**Exercise details**
From the screening announcement, extract the passage between "The Arkansas Educational" and "17, at 2 p.m.", inclusive.

--- Start Document excerpt ---

Arkansas PBS > Engage > Pressroom > Community Cinema offers free advance screening of ‘Wonder Women! The Untold Story of American Superheroines’ in Fayetteville March 17

Community Cinema offers free advance screening of ‘Wonder Women! The Untold Story of American Superheroines’ in Fayetteville March 17

Posted 06 Mar 2013

The Arkansas Educational Television Network (AETN), KUAF FM 93.1 and the Fayetteville Public Library invite the public to a free advance screening of “Wonder Women! The Untold Story of American Superheroines” as part of Community Cinema Sunday, March 17, at 2 p.m.

“Wonder Women” traces the evolution and legacy of Wonder Woman. From the creation of the comic book heroine in the 1940s to today’s blockbusters, this documentary explores how popular representations of powerful women often reflect society’s anxieties about women’s liberation. The film goes behind the scenes with television stars Lynda Carter (“Wonder Woman”) and Lindsay Wagner (“The Bionic Woman”), in addition to interviewing comic writers and artists and real-life superheroines – including Gloria Steinem and Kathleen Hanna – who offer an enlightening and entertaining counterpoint to the male-dominated superhero genre.

Exploring how a highly visual culture places greater emphasis on girls’ and women’s appearance rather than on their contributions, “Wonder Women” urges women to claim the action genre and media in general as their own in order to change how their gender is represented. Tying the film together is the groundbreaking figure of Wonder Woman, the unlikely brainchild of a Harvard-trained pop psychologist named William Moulton Marston. From Wonder Woman’s original, radical World War II presence, to her uninspiring 1960s incarnation as a fashion boutique owner, to her dramatic resurrection by feminist Steinem and the women of Ms. Magazine, Wonder Woman’s legacy continues today – despite the fact that she has yet to make it to the big screen.

--- End Document excerpt ---
--- Start Extracted entries ---

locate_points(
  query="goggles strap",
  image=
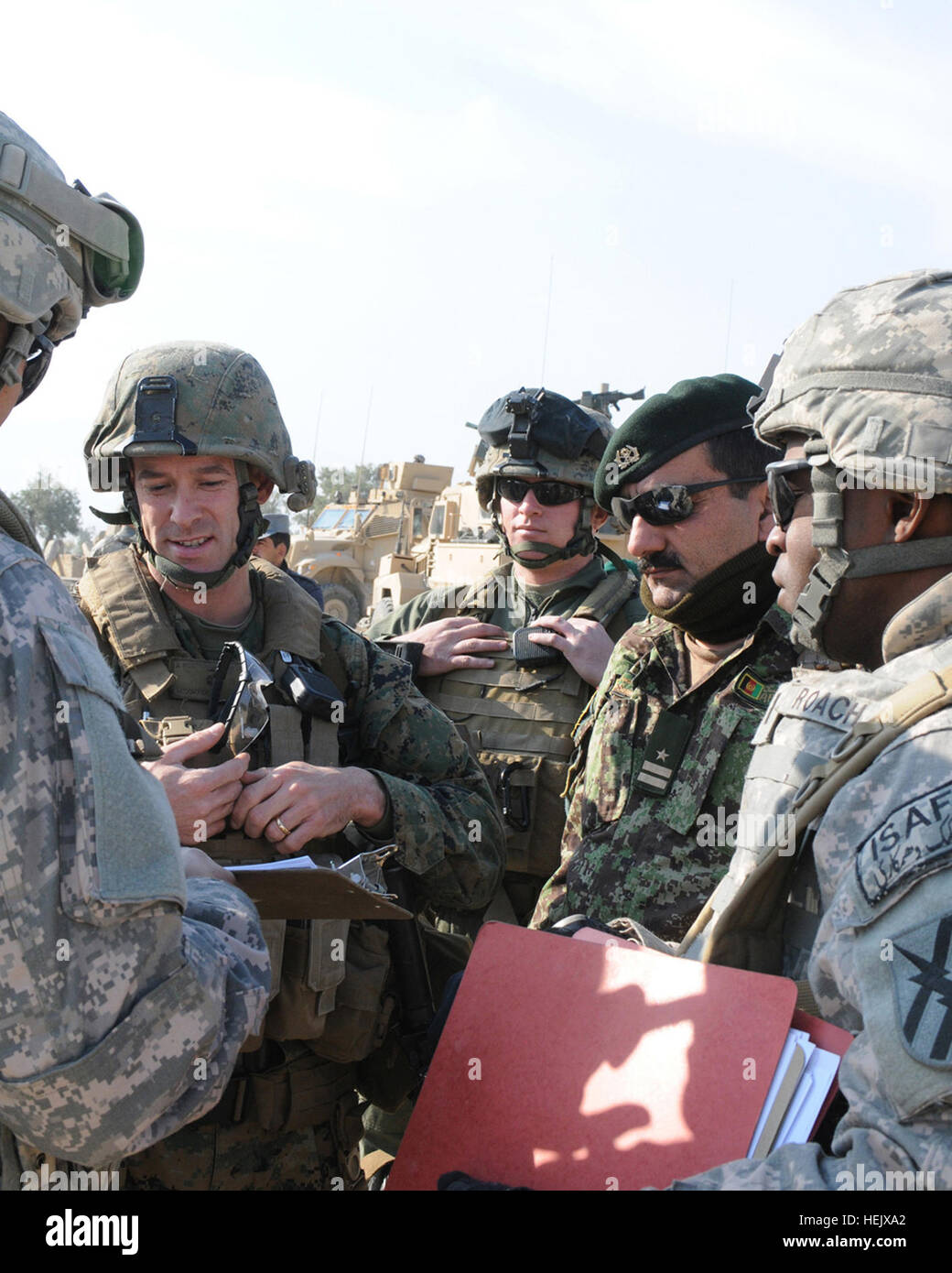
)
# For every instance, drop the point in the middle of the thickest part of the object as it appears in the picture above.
(726, 604)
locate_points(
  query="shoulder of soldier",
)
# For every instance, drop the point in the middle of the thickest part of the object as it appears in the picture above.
(31, 593)
(368, 668)
(415, 613)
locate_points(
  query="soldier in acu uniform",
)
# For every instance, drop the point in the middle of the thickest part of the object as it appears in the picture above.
(665, 744)
(274, 544)
(861, 400)
(540, 457)
(199, 444)
(124, 991)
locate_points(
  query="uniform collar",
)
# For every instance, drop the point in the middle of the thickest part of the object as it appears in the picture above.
(926, 619)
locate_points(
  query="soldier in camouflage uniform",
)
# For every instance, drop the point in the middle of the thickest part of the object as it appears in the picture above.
(198, 444)
(540, 454)
(124, 991)
(861, 398)
(665, 743)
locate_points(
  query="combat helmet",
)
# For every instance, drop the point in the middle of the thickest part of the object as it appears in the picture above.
(536, 433)
(868, 379)
(61, 252)
(195, 398)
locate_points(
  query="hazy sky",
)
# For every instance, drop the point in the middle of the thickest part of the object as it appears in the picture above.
(406, 209)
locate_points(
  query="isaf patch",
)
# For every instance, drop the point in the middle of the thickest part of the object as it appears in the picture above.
(914, 839)
(664, 751)
(923, 985)
(752, 689)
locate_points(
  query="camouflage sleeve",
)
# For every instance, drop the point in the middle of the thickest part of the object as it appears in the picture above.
(882, 968)
(407, 617)
(553, 905)
(444, 818)
(121, 1018)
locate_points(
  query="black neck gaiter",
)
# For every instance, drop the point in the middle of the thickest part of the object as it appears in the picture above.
(726, 604)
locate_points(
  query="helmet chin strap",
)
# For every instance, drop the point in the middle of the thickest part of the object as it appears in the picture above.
(251, 523)
(835, 563)
(580, 544)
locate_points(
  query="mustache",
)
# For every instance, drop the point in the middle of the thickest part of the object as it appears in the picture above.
(659, 561)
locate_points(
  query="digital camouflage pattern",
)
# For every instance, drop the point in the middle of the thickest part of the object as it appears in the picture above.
(225, 407)
(881, 963)
(123, 1016)
(838, 377)
(39, 264)
(509, 712)
(655, 858)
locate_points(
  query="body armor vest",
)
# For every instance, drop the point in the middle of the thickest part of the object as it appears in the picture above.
(336, 1005)
(519, 724)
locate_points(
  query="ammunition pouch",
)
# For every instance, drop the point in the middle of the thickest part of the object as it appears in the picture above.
(395, 1070)
(298, 1093)
(333, 988)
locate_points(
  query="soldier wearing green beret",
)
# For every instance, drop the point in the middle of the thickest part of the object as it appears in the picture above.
(665, 744)
(518, 695)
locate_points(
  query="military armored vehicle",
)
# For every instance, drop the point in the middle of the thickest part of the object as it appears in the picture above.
(344, 548)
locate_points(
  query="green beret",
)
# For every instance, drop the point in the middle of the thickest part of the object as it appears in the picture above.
(667, 424)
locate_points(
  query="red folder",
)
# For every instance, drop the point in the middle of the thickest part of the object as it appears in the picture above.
(568, 1064)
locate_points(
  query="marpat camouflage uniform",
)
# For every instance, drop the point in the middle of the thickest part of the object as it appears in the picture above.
(881, 909)
(121, 1016)
(511, 712)
(439, 813)
(655, 858)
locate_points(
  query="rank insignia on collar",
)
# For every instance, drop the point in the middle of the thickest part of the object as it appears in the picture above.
(923, 985)
(752, 689)
(625, 456)
(664, 750)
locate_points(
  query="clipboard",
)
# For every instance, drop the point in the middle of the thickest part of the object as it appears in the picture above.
(312, 893)
(574, 1064)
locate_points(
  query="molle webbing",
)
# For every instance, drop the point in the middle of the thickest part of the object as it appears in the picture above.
(749, 932)
(519, 724)
(14, 523)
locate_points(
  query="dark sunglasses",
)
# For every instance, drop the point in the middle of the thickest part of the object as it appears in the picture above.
(548, 493)
(783, 493)
(665, 505)
(244, 711)
(38, 364)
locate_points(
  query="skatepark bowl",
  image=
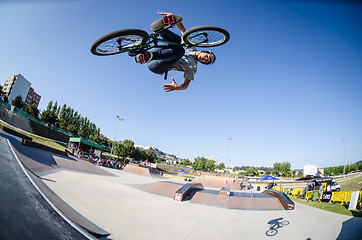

--- End Extracted entries ---

**Answer for this exercise**
The Arkansas Educational Television Network (AETN), KUAF FM 93.1 and the Fayetteville Public Library invite the public to a free advance screening of “Wonder Women! The Untold Story of American Superheroines” as part of Community Cinema Sunday, March 17, at 2 p.m.